◆ Exercise description:
Locate the line with "Target: short dark hair" in the material. Copy that line and each one after it, through the last, exactly and with nothing else.

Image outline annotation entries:
- - - -
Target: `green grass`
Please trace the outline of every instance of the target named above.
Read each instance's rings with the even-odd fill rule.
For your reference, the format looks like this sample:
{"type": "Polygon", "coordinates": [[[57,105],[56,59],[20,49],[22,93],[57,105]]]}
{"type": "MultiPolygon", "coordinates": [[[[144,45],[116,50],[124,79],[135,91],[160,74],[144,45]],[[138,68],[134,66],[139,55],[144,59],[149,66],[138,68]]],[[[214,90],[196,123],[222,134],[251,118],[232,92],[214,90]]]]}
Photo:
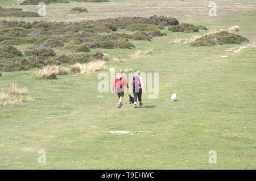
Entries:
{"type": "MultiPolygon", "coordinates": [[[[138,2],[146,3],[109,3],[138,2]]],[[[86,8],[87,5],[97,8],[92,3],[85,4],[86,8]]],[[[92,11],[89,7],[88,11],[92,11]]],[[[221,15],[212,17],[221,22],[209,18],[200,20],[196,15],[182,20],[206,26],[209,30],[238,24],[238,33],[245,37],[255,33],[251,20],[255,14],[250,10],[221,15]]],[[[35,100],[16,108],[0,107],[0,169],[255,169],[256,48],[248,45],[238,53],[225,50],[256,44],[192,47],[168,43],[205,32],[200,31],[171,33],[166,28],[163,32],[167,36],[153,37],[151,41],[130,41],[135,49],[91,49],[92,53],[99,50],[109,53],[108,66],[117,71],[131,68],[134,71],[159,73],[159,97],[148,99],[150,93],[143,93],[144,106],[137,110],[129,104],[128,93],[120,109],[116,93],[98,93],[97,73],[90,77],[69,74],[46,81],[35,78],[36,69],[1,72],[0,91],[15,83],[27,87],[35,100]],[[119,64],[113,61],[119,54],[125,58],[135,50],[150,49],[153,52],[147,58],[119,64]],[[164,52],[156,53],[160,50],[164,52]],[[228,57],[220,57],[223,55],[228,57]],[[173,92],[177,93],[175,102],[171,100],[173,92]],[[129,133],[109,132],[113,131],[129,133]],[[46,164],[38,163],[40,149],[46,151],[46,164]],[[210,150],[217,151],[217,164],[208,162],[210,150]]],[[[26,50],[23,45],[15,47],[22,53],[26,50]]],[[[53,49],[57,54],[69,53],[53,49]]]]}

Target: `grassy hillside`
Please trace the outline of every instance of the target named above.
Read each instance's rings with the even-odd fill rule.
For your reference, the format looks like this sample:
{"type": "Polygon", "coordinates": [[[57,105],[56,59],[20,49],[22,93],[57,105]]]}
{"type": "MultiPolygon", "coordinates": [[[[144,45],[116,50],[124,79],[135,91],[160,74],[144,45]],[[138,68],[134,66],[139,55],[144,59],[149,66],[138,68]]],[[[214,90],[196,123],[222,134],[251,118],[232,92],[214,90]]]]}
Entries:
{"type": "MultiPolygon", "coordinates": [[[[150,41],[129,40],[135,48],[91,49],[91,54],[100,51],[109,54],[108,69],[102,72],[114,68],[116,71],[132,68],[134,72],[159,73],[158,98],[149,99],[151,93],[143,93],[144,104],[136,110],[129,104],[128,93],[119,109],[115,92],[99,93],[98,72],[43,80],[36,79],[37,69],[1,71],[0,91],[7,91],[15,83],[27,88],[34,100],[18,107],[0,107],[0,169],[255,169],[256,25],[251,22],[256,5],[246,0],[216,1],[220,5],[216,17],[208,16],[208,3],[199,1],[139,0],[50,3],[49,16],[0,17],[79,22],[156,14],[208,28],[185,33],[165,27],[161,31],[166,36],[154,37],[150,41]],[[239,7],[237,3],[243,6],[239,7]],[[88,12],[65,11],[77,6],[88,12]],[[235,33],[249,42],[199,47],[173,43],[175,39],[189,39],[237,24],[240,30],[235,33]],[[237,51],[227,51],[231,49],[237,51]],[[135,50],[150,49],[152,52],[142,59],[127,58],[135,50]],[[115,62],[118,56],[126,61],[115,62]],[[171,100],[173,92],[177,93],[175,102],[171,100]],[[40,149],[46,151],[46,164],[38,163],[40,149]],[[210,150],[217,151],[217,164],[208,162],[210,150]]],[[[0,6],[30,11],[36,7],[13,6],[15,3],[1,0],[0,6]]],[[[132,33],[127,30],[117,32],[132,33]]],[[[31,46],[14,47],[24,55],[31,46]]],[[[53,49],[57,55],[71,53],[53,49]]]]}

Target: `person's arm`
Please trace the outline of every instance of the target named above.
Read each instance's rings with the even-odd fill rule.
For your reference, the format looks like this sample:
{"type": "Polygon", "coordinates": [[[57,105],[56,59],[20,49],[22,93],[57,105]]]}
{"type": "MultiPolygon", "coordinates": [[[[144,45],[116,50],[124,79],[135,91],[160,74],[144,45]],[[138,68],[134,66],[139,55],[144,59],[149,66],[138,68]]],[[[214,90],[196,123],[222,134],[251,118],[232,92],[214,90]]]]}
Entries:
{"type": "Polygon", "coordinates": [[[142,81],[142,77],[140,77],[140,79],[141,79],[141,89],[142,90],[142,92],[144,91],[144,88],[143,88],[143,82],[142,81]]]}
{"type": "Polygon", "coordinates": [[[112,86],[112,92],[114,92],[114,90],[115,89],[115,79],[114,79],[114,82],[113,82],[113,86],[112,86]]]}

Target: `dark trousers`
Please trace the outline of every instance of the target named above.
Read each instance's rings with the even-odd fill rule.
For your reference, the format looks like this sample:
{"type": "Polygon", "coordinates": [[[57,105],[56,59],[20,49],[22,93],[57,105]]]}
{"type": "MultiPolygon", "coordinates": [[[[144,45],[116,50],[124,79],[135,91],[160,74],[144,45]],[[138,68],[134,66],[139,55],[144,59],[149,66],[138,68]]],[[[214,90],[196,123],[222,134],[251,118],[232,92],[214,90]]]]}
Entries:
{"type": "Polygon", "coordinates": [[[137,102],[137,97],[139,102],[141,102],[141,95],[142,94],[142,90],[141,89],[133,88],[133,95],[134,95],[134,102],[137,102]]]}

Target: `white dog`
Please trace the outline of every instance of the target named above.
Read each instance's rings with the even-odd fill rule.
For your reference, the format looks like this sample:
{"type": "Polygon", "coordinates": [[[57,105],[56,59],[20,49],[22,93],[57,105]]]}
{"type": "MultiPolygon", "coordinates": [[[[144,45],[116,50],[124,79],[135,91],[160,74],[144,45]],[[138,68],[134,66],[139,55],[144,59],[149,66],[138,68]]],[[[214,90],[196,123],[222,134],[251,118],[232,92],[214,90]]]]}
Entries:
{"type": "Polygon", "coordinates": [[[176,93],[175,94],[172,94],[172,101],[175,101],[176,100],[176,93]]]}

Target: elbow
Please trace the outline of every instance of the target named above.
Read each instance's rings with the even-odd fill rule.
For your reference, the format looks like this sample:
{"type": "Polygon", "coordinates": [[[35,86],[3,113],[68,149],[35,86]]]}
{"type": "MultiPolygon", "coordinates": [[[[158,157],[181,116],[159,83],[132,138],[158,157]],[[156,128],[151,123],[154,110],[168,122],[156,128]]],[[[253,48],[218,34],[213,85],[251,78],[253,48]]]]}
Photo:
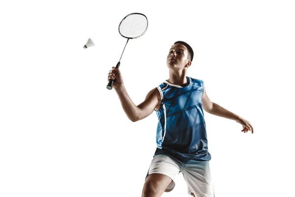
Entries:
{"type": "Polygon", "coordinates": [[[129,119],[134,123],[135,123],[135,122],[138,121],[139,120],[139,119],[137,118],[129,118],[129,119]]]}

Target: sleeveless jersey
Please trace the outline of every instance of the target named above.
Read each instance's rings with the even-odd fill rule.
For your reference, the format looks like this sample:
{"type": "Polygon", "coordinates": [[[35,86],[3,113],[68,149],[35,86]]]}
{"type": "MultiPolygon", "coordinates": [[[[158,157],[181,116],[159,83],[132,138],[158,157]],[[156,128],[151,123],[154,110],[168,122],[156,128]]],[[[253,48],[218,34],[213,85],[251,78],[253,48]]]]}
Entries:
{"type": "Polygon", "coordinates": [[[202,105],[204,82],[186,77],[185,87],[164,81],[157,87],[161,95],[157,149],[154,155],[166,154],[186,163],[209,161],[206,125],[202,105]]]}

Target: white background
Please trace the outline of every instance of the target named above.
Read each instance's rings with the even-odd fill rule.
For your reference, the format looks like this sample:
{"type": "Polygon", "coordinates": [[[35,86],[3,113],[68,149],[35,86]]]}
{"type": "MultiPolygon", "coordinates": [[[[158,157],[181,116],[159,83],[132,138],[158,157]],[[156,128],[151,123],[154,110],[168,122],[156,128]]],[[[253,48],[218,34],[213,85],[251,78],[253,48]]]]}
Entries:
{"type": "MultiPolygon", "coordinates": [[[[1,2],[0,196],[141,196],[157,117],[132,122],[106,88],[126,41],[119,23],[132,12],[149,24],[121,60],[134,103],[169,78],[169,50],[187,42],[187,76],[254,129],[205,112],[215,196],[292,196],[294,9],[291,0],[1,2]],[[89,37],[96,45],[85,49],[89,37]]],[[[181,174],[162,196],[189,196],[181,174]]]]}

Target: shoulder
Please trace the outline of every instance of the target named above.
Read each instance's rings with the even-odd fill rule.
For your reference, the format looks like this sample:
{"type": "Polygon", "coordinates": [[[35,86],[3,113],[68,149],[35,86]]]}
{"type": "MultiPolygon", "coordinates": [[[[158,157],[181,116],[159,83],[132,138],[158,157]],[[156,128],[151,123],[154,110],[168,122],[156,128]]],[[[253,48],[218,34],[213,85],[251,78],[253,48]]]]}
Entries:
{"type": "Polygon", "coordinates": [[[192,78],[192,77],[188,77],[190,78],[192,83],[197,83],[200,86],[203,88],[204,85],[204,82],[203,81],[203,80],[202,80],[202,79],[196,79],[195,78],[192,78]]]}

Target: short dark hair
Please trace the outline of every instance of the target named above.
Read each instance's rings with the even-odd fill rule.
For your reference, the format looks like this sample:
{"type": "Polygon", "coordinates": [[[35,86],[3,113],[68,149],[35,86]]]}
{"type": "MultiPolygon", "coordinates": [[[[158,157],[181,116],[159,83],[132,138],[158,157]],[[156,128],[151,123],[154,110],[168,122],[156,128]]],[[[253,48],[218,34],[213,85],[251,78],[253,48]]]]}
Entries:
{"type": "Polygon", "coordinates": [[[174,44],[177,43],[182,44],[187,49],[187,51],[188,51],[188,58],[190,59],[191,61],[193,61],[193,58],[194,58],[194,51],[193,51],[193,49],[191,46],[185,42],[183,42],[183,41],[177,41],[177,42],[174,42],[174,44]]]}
- - - -
◆ Answer:
Target: short dark hair
Please trace the outline of every instance of the target named above.
Read each instance's rings with the even-odd fill rule.
For your reference, the format looks like this sample:
{"type": "Polygon", "coordinates": [[[35,86],[3,113],[68,149],[35,86]]]}
{"type": "MultiPolygon", "coordinates": [[[[158,157],[181,116],[159,83],[132,138],[158,157]],[[156,128],[151,123],[154,110],[168,122],[156,128]]],[[[253,48],[218,34],[213,85],[251,78],[253,48]]]]}
Entries:
{"type": "Polygon", "coordinates": [[[174,44],[177,43],[182,44],[187,49],[187,51],[188,51],[188,58],[190,59],[191,61],[193,61],[193,58],[194,58],[194,51],[193,51],[193,49],[191,46],[185,42],[183,42],[183,41],[177,41],[177,42],[174,42],[174,44]]]}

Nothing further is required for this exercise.